Repeat the lines of the data exactly and exclude any picture among them.

Stored data entries
######
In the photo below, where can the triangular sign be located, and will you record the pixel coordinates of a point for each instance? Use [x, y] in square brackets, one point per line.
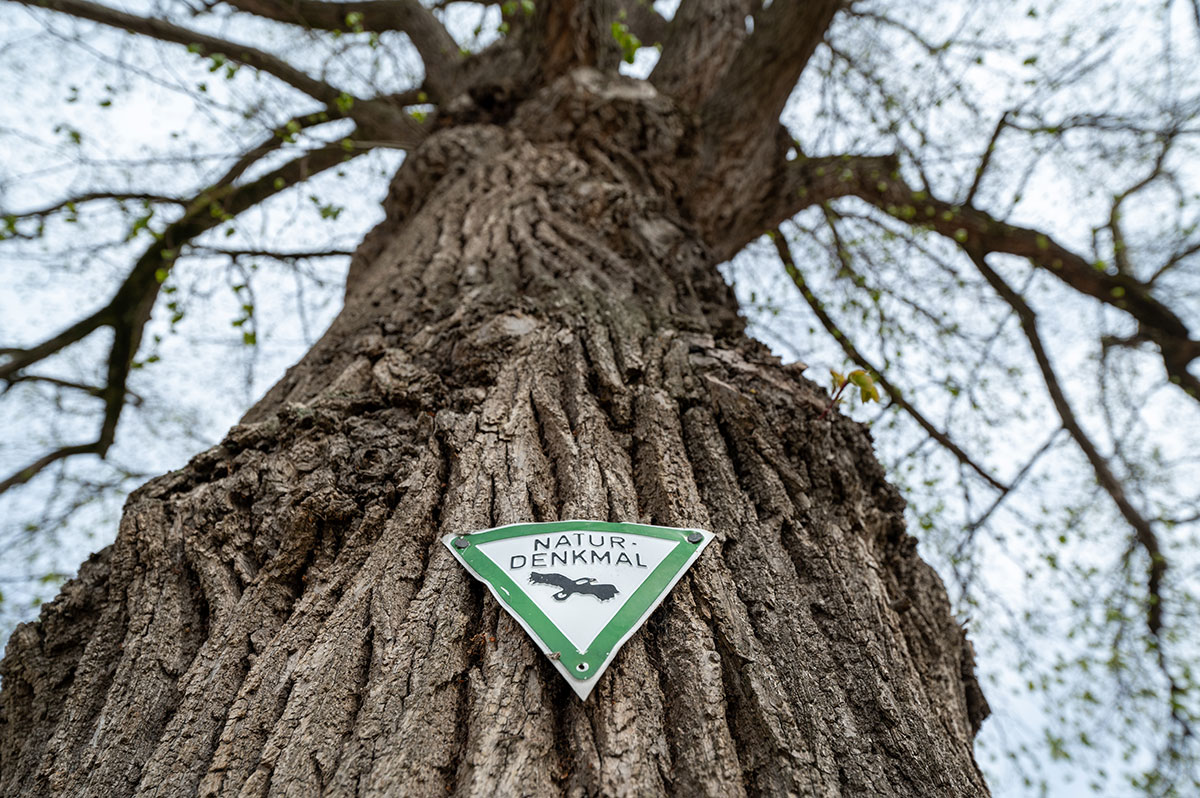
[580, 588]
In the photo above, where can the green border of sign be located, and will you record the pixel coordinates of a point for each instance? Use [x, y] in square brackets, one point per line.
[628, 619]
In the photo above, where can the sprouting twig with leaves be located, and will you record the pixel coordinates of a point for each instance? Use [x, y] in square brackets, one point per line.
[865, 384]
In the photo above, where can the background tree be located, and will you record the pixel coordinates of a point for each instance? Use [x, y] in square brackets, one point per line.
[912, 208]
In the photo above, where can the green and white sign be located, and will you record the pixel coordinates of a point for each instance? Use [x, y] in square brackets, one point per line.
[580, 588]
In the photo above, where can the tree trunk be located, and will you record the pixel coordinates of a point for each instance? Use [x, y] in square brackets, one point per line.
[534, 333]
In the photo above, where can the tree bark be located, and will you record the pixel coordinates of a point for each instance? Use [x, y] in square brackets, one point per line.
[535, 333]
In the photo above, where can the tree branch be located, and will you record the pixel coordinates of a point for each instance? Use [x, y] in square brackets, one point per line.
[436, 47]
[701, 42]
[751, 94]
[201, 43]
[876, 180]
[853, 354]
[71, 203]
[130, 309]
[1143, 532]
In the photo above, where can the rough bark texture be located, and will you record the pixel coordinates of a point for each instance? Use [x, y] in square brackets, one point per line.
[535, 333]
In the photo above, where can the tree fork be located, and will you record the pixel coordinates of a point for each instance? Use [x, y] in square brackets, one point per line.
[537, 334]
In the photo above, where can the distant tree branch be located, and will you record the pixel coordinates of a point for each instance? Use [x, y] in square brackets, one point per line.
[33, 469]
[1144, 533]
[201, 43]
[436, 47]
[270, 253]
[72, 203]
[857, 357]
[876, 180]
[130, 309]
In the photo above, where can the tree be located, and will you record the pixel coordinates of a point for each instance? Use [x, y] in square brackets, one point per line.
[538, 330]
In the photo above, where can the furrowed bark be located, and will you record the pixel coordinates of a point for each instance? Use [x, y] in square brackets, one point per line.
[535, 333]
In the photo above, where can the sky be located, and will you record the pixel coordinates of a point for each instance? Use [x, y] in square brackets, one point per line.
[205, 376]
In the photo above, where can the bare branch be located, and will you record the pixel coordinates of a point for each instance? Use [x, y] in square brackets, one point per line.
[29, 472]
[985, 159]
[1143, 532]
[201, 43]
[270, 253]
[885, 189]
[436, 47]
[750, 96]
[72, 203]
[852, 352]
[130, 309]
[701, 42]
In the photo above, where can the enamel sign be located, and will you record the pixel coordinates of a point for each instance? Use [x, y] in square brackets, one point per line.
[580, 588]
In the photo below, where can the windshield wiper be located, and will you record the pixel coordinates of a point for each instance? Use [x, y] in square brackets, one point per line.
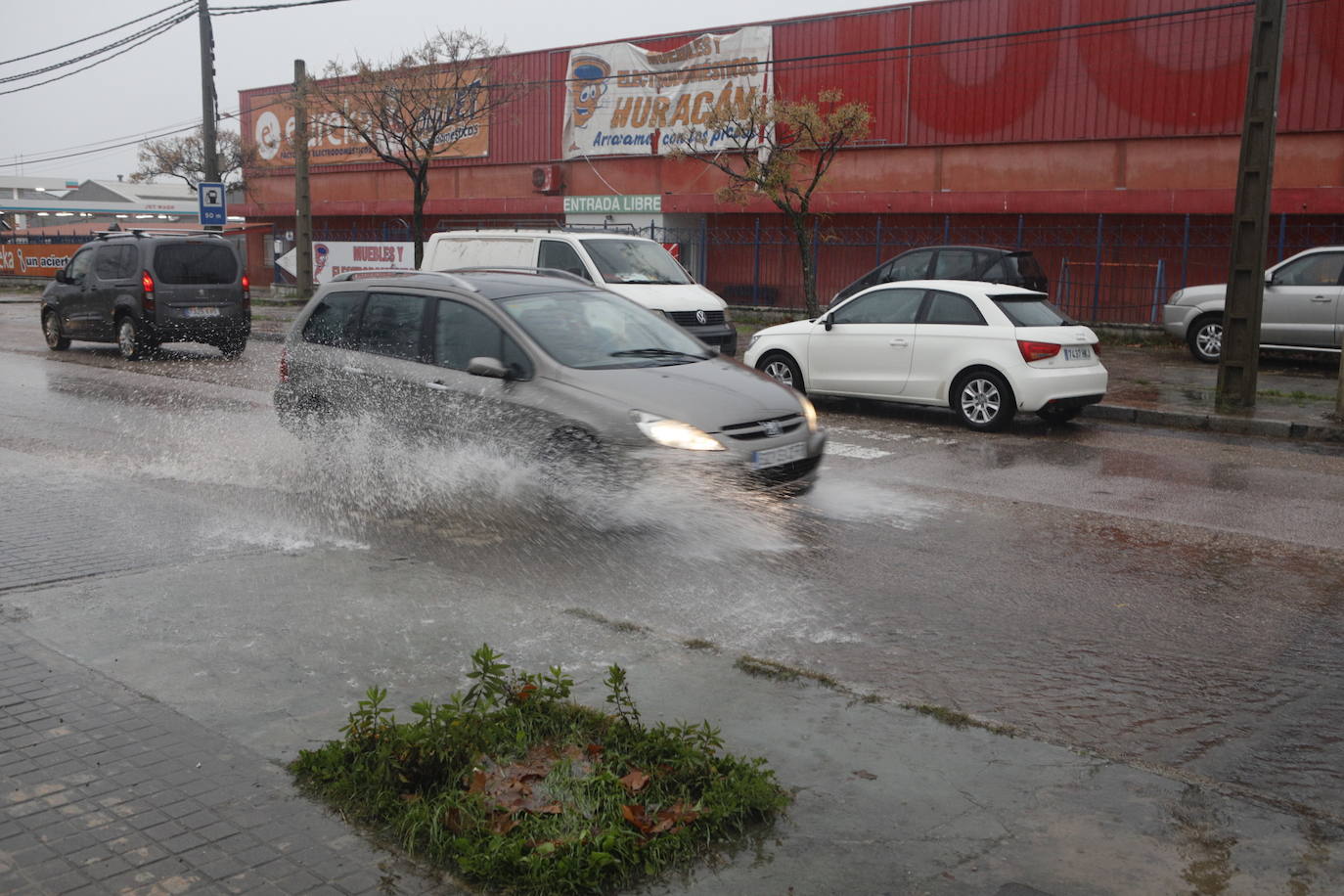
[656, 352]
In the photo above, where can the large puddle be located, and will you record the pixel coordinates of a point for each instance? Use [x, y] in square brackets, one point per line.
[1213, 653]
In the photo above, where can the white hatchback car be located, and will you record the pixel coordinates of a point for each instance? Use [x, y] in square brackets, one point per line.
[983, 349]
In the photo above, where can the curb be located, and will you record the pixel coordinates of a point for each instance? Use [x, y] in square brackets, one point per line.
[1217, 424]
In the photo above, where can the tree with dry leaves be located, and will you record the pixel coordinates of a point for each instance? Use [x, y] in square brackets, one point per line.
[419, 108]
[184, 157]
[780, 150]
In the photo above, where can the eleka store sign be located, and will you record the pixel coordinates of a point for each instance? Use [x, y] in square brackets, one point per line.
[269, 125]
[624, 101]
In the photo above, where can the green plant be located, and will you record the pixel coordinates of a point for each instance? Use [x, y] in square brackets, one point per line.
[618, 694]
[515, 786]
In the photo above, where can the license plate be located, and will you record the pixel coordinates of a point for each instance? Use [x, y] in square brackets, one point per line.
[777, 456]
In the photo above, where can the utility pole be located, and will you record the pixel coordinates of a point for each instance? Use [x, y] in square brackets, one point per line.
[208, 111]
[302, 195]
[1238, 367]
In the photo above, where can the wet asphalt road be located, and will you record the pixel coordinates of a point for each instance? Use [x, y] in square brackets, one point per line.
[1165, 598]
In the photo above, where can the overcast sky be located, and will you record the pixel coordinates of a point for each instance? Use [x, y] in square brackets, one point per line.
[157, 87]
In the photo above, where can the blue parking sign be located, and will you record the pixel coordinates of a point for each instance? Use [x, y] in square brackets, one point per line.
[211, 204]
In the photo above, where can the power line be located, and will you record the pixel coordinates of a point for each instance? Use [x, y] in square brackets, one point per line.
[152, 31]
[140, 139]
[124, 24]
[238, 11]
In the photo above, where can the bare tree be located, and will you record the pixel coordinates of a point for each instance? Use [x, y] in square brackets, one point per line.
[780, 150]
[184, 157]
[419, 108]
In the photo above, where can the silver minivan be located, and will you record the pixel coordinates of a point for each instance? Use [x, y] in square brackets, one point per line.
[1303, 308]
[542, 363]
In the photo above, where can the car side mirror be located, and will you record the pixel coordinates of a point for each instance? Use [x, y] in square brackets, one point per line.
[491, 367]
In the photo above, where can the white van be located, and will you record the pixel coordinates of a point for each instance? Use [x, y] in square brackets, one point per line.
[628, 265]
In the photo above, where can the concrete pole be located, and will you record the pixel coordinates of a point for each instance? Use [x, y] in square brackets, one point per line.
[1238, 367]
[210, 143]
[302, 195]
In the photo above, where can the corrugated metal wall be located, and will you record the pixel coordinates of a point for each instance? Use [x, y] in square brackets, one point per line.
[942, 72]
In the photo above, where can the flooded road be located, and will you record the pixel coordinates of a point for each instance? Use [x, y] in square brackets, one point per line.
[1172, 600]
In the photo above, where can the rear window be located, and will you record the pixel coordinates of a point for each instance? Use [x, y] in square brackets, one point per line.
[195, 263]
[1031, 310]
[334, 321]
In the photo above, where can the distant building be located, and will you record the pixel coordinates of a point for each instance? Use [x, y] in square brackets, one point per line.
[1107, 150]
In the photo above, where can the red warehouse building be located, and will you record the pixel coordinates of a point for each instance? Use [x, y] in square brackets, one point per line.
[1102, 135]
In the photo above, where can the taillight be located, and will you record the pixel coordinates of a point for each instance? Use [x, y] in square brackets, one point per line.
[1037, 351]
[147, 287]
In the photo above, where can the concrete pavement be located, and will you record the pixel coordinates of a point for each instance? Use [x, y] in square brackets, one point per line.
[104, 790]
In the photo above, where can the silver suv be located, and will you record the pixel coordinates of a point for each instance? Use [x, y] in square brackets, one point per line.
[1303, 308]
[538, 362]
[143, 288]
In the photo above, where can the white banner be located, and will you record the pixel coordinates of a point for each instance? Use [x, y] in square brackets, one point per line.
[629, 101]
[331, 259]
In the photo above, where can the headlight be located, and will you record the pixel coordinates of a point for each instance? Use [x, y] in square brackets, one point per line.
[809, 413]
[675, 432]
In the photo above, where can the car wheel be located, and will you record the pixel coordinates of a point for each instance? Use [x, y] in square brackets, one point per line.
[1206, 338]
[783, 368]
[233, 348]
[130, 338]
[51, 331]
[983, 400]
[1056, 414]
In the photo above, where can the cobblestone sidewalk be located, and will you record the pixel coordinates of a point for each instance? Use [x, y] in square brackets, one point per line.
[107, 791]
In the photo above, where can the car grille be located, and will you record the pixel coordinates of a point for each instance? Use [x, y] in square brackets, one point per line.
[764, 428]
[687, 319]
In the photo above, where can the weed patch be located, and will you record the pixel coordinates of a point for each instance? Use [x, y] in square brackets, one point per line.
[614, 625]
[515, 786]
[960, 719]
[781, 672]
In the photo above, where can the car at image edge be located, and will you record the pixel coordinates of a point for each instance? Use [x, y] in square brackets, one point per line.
######
> _PROBLEM SOLUTION_
In the photo below, where can the triangular sign be located, and will you record the pixel coordinates of a point for each instance? Use [x, y] in square brackets, one point per line.
[580, 588]
In the photo above, where can the green border of sign be located, and will you record the pixel coordinates of a point for each instance? Use [x, y] in square brackets, one point per line.
[628, 619]
In the photo above, where can the sprouting twig with leaves be located, and will you record the pixel coordinates of a point for each instance? Use [x, y] in square brackets, one point per line.
[865, 384]
In the photo above, where can the background tree be located, and will you record the pixel coordinates of a point for each instance? Use [x, y] in square brackets, one point per line.
[912, 208]
In the photo above, where can the green and white sign be located, and will you record the pixel coordinates of a point for each instance? Use [x, y] in square brackets, one point per line.
[580, 588]
In the photo above, where can the tree trunk be located, and will you record the pixel coordinates of a point for each instance? Use [x, y] in square brackets, one point per line.
[534, 333]
In the photo above, where can the tree bark be located, and will you record the pixel coordinates of a point for each instance? Use [x, y] in square brackets, one point per line.
[535, 333]
In the photo above, where can the tree branch be located, and will you record the pixel coordinates of a point for each instance? Use [x, y] in square brackets, one point per line.
[436, 47]
[701, 42]
[751, 94]
[201, 43]
[876, 180]
[853, 354]
[71, 203]
[130, 309]
[1143, 532]
In the photo above, where can the rough bark texture be located, and will you record the pixel coordinates of a point for each instance? Use [x, y] in square brackets, one point per line.
[535, 333]
In the photo above, where can the tree fork be located, and will you record the pixel coordinates of a point for each instance? Use [x, y] in square brackets, one point per line.
[537, 334]
In the photo above, where can the distant tree branch be located, and will you record the pixel coordinates of a point for each instance? Use [x, y] in square brackets, one point per line.
[33, 469]
[1144, 533]
[201, 43]
[436, 47]
[270, 253]
[72, 203]
[857, 357]
[876, 180]
[130, 309]
In the photo above, where can the tree be located, and will you record the pixel coordinates of a point for each instance? Use [x, y] in square brackets, one point per line.
[538, 330]
In the photo above, where can the furrowed bark be located, and will you record the pixel coordinates of a point for each instance? Use [x, y] in square brackets, one point per line.
[535, 333]
In the photo above, where can the sky be located, and will you record the pixel coordinates of a point for each instance? Use [x, y] in square brackets, one point per line.
[205, 376]
In the photo above, where can the bare branch be located, and will you record the pixel coordinates of a point for each instance? Use [x, y] in square brackets, one point per line.
[29, 472]
[985, 159]
[1143, 532]
[201, 43]
[270, 253]
[885, 189]
[436, 47]
[750, 96]
[72, 203]
[852, 352]
[130, 309]
[701, 42]
In the photo above, where can the enamel sign be located, and will you record the pixel coordinates of a point for each instance? Use [x, y] in square brackets, one point per line.
[580, 588]
In the photo below, where can the windshield wiper be located, and will you record the pixel coordinates of a point for each instance? Use [x, y] in square brackets, one point per line.
[656, 352]
In the photo above, where can the large puddle be located, and will you record the pixel coordinates of a point for each instance? Use [x, y] in square brackets, one point per line.
[1213, 653]
In the photo above, where can the white hatchback car be located, and will you record the pixel coordinates of a point for each instance? Use [x, y] in square brackets, one point per line.
[983, 349]
In the photo above, where can the curb be located, and will you record the pixel coordinates of a point for each instance? Use [x, y] in square brackets, one point per line.
[1217, 424]
In the photo above, where can the tree with dry leaves be located, and will you record the pixel coordinates of a point for each instance? Use [x, y] in square brackets, one point per line.
[419, 108]
[184, 157]
[780, 150]
In the photo above, where can the eleka store sign be located, and will you record the pixel coordinates of a point for each instance? Use [x, y] in square brackets, one point per line.
[269, 125]
[624, 101]
In the photo above, where can the green plant be located, and will you record the pixel coordinates of a point for each instance? Use [x, y] in square brackets, one point per line.
[618, 694]
[515, 786]
In the photo above, where can the license plate be located, and will you record the pixel coordinates of a point for each instance? Use [x, y] in square brackets, one point per line.
[777, 456]
In the photo above, where can the utility pole be located, and will you record the pixel coordinates of a point for each instance? Use [x, y] in square brackets, one point per line.
[208, 111]
[302, 195]
[1238, 367]
In the photo above, where can the wet asphalt road be located, and will you record the pixel coordinates of a point for each instance? Use [x, y] in square brackets, one point per line.
[1165, 598]
In the photo above, where can the overcast sky be located, and will you record the pixel coordinates of a point for each instance? Use [x, y] in square brackets, one point per line.
[157, 87]
In the photo above, where can the blue parking sign be located, and will you record the pixel coordinates of a point for each instance? Use [x, y] in square brackets, one point per line.
[211, 204]
In the photo above, where can the power line be located, and will you record the pixel coordinates of a point for each instance? Use [x, y] in square brackets, one point per line.
[152, 31]
[140, 139]
[124, 24]
[238, 11]
In the photo above, where can the bare tree be located, and will you record the pixel coordinates of a point for each instance? Use [x, y] in square brackets, one point per line.
[780, 150]
[184, 157]
[419, 108]
In the photo above, where can the silver minivan be located, and will you record the pixel coordinates of a point for each instance? Use [x, y] in square brackets, one point per line.
[1303, 308]
[542, 363]
In the photo above, where can the car side mirror be located, and will you record the pixel coordinates of a point for each instance? Use [x, y] in square brackets, one point per line.
[491, 367]
In the photo above, where can the white van be located, and will you record the pixel coordinates of a point for each instance? Use [x, y] in square brackets, one point per line.
[628, 265]
In the photo above, where can the concrete pole be located, and will you record the pixel coordinates of a point for each instance? Use [x, y] in square brackets, one point per line.
[1238, 367]
[210, 143]
[302, 195]
In the photo above, where can the corrugated metal wall be located, and will you record the pixel coordinates of a point for each instance? Use [x, y] in square brackets, one point per line.
[942, 72]
In the photo above, where can the flooded road be located, and will you record the pixel coordinates of a point for each instance? Use [x, y] in square brackets, one point per line.
[1172, 600]
In the photo above, where can the rear window be located, and will you record the pixel coordinates of a point for each instance? Use [x, y] in square brackets, one point per line.
[195, 263]
[1031, 310]
[334, 321]
In the photo above, where can the distant building be located, and will you record the pixel coordinates of a point for each instance? Use [x, y] in square brackets, one point per line.
[1107, 150]
In the photo above, where can the red warehouse building be located, and will you record the pixel coordinates of a point for each instance? Use [x, y] in square brackets, one point per line.
[1102, 135]
In the photo above, where can the taillight be located, and will you record the pixel coordinates of a point for each instance? Use [x, y] in square brackets, one point per line.
[1037, 351]
[147, 287]
In the photo above, where can the concrete pavement be located, and will you record the pixel coordinates of a point for each instance? Use [x, y] in square brackets, one point per line.
[104, 790]
In the photo above, where can the silver suv be located, and will you record the pixel coordinates of a point for each instance? Use [x, y] in square brackets, one point per line.
[1303, 308]
[538, 362]
[143, 288]
In the photo above, where can the white banner be located, and will you record the pixel coordinates of a point for each instance? Use [x, y] in square brackets, one point per line.
[629, 101]
[331, 259]
In the photo above, where can the headlight be located, and will you record the pixel coordinates of a point for each instance? Use [x, y] in square brackets, one point per line.
[809, 413]
[675, 432]
In the photo above, where can the car wheel be located, and will you record the pixel coordinates of a point for each instance? Use [x, y] in square brackets, one point per line.
[1206, 338]
[783, 368]
[233, 348]
[130, 338]
[51, 331]
[983, 400]
[1056, 414]
In the photo above, where can the cobblestone sidewalk be located, and will you record the pixel coordinates of a point for each instance? Use [x, y] in square brackets, one point per line.
[107, 791]
In the photo above, where can the car grille be located, and will you record the pixel coordinates of a point for each instance? Use [x, y] in square brackets, one point per line.
[764, 428]
[687, 319]
In the photo above, where can the weed patch be located, and will you record the pixel coordinates of a point for each instance? Use [x, y] in square brackets, one point per line.
[614, 625]
[515, 786]
[960, 719]
[781, 672]
In the photo above, where can the car at image edge be located, and will you record the pixel coordinates of a point for each instance? Use [x, y] in square brackets, one point per line.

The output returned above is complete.